### The problem
Transcribe every entry word for word, but skip the images.

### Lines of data
>> BEGIN
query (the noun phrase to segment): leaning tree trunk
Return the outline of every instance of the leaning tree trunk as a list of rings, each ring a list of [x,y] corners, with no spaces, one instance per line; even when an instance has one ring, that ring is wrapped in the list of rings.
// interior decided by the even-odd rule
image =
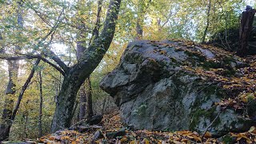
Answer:
[[[205,31],[203,32],[202,42],[204,42],[205,40],[206,40],[206,37],[207,31],[208,31],[208,27],[209,27],[209,25],[210,25],[210,7],[211,7],[211,0],[209,0],[207,7],[208,7],[208,10],[207,10],[206,26]]]
[[[101,34],[82,54],[78,63],[65,73],[62,89],[57,99],[52,132],[70,126],[77,93],[83,82],[98,66],[110,46],[120,2],[121,0],[110,1]]]
[[[254,14],[256,10],[252,9],[250,6],[246,6],[246,10],[242,14],[239,30],[239,48],[237,54],[244,57],[248,52],[248,39],[252,30]]]
[[[22,1],[18,2],[17,10],[17,23],[18,30],[21,30],[23,27],[23,18],[22,10]],[[19,33],[21,34],[21,33]],[[1,37],[0,39],[2,39]],[[15,46],[16,50],[20,50],[18,46]],[[14,98],[16,91],[15,83],[18,80],[18,61],[8,61],[8,73],[9,73],[9,82],[6,88],[6,98],[5,100],[5,106],[2,116],[2,122],[0,126],[0,142],[7,140],[9,138],[10,130],[11,126],[11,117],[12,110],[14,106]]]
[[[0,126],[0,142],[7,140],[11,126],[12,110],[14,106],[15,83],[18,79],[18,66],[17,61],[8,61],[9,82],[6,90],[6,98],[2,115]]]
[[[90,119],[94,115],[93,111],[93,100],[92,100],[92,88],[90,85],[90,77],[86,78],[85,82],[86,87],[86,95],[87,101],[87,119]]]

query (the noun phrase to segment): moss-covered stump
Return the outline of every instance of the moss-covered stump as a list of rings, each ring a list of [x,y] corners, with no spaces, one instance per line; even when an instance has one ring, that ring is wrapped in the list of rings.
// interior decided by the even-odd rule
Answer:
[[[218,106],[233,96],[226,85],[236,82],[232,78],[241,77],[238,70],[246,66],[233,54],[212,46],[138,41],[128,45],[101,87],[115,99],[124,123],[135,129],[191,130],[222,136],[255,124],[244,117],[243,110]]]

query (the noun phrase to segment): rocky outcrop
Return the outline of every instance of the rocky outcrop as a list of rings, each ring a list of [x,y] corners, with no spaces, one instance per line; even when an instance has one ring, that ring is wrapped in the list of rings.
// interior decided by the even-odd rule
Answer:
[[[221,82],[193,70],[222,69],[226,76],[245,66],[230,53],[193,42],[138,41],[101,82],[119,106],[124,123],[135,129],[190,130],[213,135],[247,130],[254,124],[233,108],[215,105],[227,98]]]

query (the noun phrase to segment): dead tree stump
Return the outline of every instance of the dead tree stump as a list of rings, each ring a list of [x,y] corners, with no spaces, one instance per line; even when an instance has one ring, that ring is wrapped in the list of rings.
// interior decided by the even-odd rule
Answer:
[[[238,55],[244,57],[248,52],[248,39],[252,30],[253,22],[256,10],[250,6],[246,6],[246,11],[242,14],[239,29],[239,48]]]

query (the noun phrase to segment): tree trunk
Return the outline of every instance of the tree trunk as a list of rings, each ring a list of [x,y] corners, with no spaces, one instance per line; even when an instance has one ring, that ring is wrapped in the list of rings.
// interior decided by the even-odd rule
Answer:
[[[40,104],[39,104],[39,117],[38,117],[38,138],[42,136],[42,71],[38,73],[39,75],[39,90],[40,90]]]
[[[250,6],[246,6],[246,10],[242,14],[239,30],[239,49],[237,54],[241,56],[246,56],[248,52],[248,38],[252,30],[253,22],[256,10]]]
[[[206,40],[206,37],[207,31],[208,31],[208,27],[210,25],[210,8],[211,8],[211,0],[209,0],[208,2],[209,3],[208,3],[208,10],[207,10],[207,20],[206,20],[207,22],[206,22],[206,26],[205,31],[203,33],[203,36],[202,38],[202,42],[204,42]]]
[[[85,82],[86,87],[86,95],[87,98],[87,119],[91,118],[94,115],[93,112],[93,100],[92,100],[92,88],[90,85],[90,77],[86,78]]]
[[[120,2],[121,0],[110,1],[101,34],[82,54],[78,63],[69,68],[65,73],[62,89],[57,98],[51,127],[52,132],[70,126],[77,93],[83,82],[99,64],[110,46],[114,34]]]
[[[93,36],[90,40],[90,42],[94,38],[98,38],[98,30],[100,28],[100,18],[102,13],[102,0],[98,1],[98,12],[96,18],[96,23],[94,29],[93,30]],[[82,34],[79,34],[79,37],[81,37]],[[80,53],[77,54],[78,59],[81,58],[81,54],[86,50],[86,46],[81,45],[82,42],[77,42],[77,51],[80,51]],[[87,80],[88,79],[88,80]],[[91,86],[90,82],[90,77],[87,78],[82,86],[80,88],[80,106],[79,106],[79,121],[85,119],[87,110],[87,118],[90,118],[93,116],[93,110],[92,110],[92,98],[91,98]],[[87,109],[86,109],[86,102],[87,102]]]
[[[17,22],[18,22],[17,29],[21,30],[23,27],[22,1],[18,2]],[[2,39],[2,35],[0,39]],[[20,50],[19,46],[16,46],[15,48],[17,50]],[[2,122],[0,126],[0,142],[3,140],[7,140],[9,138],[9,133],[10,133],[10,129],[12,122],[11,122],[12,110],[14,106],[14,98],[15,98],[14,94],[16,91],[15,82],[18,80],[18,61],[8,61],[7,62],[8,62],[9,82],[8,82],[8,86],[6,91],[6,98],[5,100],[5,106],[3,108]]]
[[[79,121],[85,119],[86,112],[86,87],[83,84],[80,88]]]
[[[17,61],[8,61],[9,82],[6,90],[6,100],[0,126],[0,142],[7,140],[11,126],[11,115],[14,106],[15,83],[18,79],[18,66]]]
>> END
### Solution to the exercise
query (the noun phrase to segment): leaning tree trunk
Return the outline of every instance of the leaning tree trunk as a list of rings, each ring a list of [x,y] corners, with no spaces, one instance per line; even when an instance has one ring, that ring is wrapped in the list of rings.
// interior decided by the even-odd rule
image =
Answer:
[[[205,31],[203,32],[202,42],[204,42],[205,40],[206,40],[206,37],[207,31],[208,31],[208,27],[209,27],[209,25],[210,25],[210,7],[211,7],[211,0],[209,0],[207,7],[208,7],[208,10],[207,10],[206,26]]]
[[[101,34],[82,54],[78,63],[65,73],[62,89],[57,99],[52,132],[70,126],[77,93],[83,82],[98,66],[110,46],[120,2],[121,0],[110,1]]]
[[[254,14],[256,10],[252,9],[250,6],[246,6],[246,10],[242,14],[239,30],[239,48],[237,54],[244,57],[248,52],[248,39],[252,30]]]
[[[22,1],[18,2],[17,10],[17,23],[18,30],[21,30],[23,27],[23,18],[22,10]],[[19,33],[21,34],[21,33]],[[1,37],[0,39],[2,39]],[[15,46],[16,50],[20,50],[18,46]],[[14,98],[16,91],[15,83],[18,80],[18,61],[8,61],[8,73],[9,73],[9,82],[6,88],[6,98],[5,100],[5,106],[2,116],[2,122],[0,126],[0,142],[7,140],[9,138],[10,130],[11,126],[11,117],[12,110],[14,106]]]
[[[0,126],[0,142],[7,140],[11,126],[12,110],[14,106],[15,83],[18,79],[18,66],[17,61],[8,61],[9,82],[6,90],[6,98],[2,115]]]
[[[90,119],[94,115],[93,111],[93,100],[92,100],[92,88],[90,85],[90,77],[86,78],[85,82],[86,87],[86,95],[87,101],[87,119]]]

query (the noun phrase to segment): moss-covered stump
Return the outline of every instance of the moss-covered stump as a list of rings, each ring a list of [x,y] corners, with no spaces, one instance per line; even when an instance has one ring, that ring is wrapped in the list of rings.
// interior decided by the even-odd rule
Answer:
[[[218,106],[233,96],[226,85],[236,82],[232,78],[241,77],[238,70],[246,66],[233,54],[212,46],[138,41],[128,45],[101,87],[115,99],[124,123],[135,129],[191,130],[222,136],[255,124],[244,117],[243,110]]]

query (the noun phrase to segment): rocky outcrop
Return the outline of every instance of the rocky outcrop as a list of rings, each ring a list of [x,y] corners, with no spaces, one instance per line; even when an instance has one ring, that ring is wrapped in the list of rings.
// interior decided by the even-odd rule
Answer:
[[[221,82],[193,70],[222,69],[226,76],[245,66],[230,53],[193,42],[138,41],[101,82],[119,106],[124,123],[135,129],[190,130],[213,135],[247,130],[254,124],[233,108],[215,105],[227,98]]]

query (the noun phrase to segment): dead tree stump
Return the outline of every instance of the dead tree stump as a list of rings, each ring a list of [x,y] corners, with no spaces, one instance per line; even when an instance has one ring, that ring is wrapped in the list of rings.
// interior decided by the even-odd rule
Answer:
[[[238,55],[244,57],[248,52],[248,39],[252,30],[253,22],[256,10],[250,6],[246,6],[246,11],[242,14],[239,29],[239,48]]]

query (the noun phrase to segment): tree trunk
Return the outline of every instance of the tree trunk as a list of rings, each ring a list of [x,y] corners, with no spaces, one instance per line; even when an instance has one ring, that ring is wrapped in the list of rings.
// interior decided by the even-odd rule
Answer:
[[[40,104],[39,104],[39,117],[38,117],[38,138],[42,136],[42,71],[38,73],[39,75],[39,90],[40,90]]]
[[[250,6],[246,6],[246,10],[242,14],[239,30],[239,49],[237,54],[241,56],[246,56],[248,52],[248,38],[252,30],[253,22],[256,10]]]
[[[206,40],[206,37],[207,31],[208,31],[208,27],[210,25],[210,8],[211,8],[211,0],[209,0],[208,2],[209,3],[208,3],[208,10],[207,10],[207,20],[206,20],[207,22],[206,22],[206,26],[205,31],[203,33],[203,36],[202,38],[202,42],[204,42]]]
[[[85,82],[86,87],[86,95],[87,98],[87,119],[91,118],[94,115],[93,112],[93,100],[92,100],[92,88],[90,85],[90,77],[86,78]]]
[[[120,2],[121,0],[110,1],[101,34],[82,54],[78,63],[69,68],[65,73],[62,89],[57,98],[51,127],[52,132],[70,126],[77,93],[83,82],[99,64],[110,46],[114,34]]]
[[[93,36],[90,40],[90,42],[94,38],[98,38],[98,30],[100,28],[100,18],[102,13],[102,0],[98,1],[98,12],[96,18],[96,23],[94,29],[93,30]],[[82,34],[79,34],[79,37],[81,37]],[[80,53],[77,54],[78,59],[81,58],[81,54],[86,50],[86,46],[81,45],[82,42],[77,42],[77,51],[80,51]],[[87,80],[88,79],[88,80]],[[91,86],[90,82],[90,77],[87,78],[82,86],[80,88],[80,106],[79,106],[79,121],[85,119],[87,110],[87,118],[90,118],[93,116],[93,110],[92,110],[92,98],[91,98]],[[87,109],[86,109],[86,102],[87,102]]]
[[[17,22],[18,22],[17,29],[21,30],[23,27],[22,1],[18,2]],[[2,39],[2,35],[0,39]],[[20,50],[19,46],[16,46],[15,48],[17,50]],[[2,122],[0,126],[0,142],[3,140],[7,140],[9,138],[9,133],[10,133],[10,129],[12,122],[11,122],[12,110],[14,106],[14,98],[15,98],[14,94],[16,91],[15,82],[18,80],[18,61],[8,61],[7,62],[8,62],[9,82],[8,82],[8,86],[6,91],[6,98],[5,100],[5,106],[3,108]]]
[[[79,121],[85,119],[86,112],[86,87],[83,84],[80,88]]]
[[[17,61],[8,61],[9,82],[6,90],[6,100],[0,126],[0,142],[7,140],[11,126],[11,115],[14,106],[15,83],[18,79],[18,66]]]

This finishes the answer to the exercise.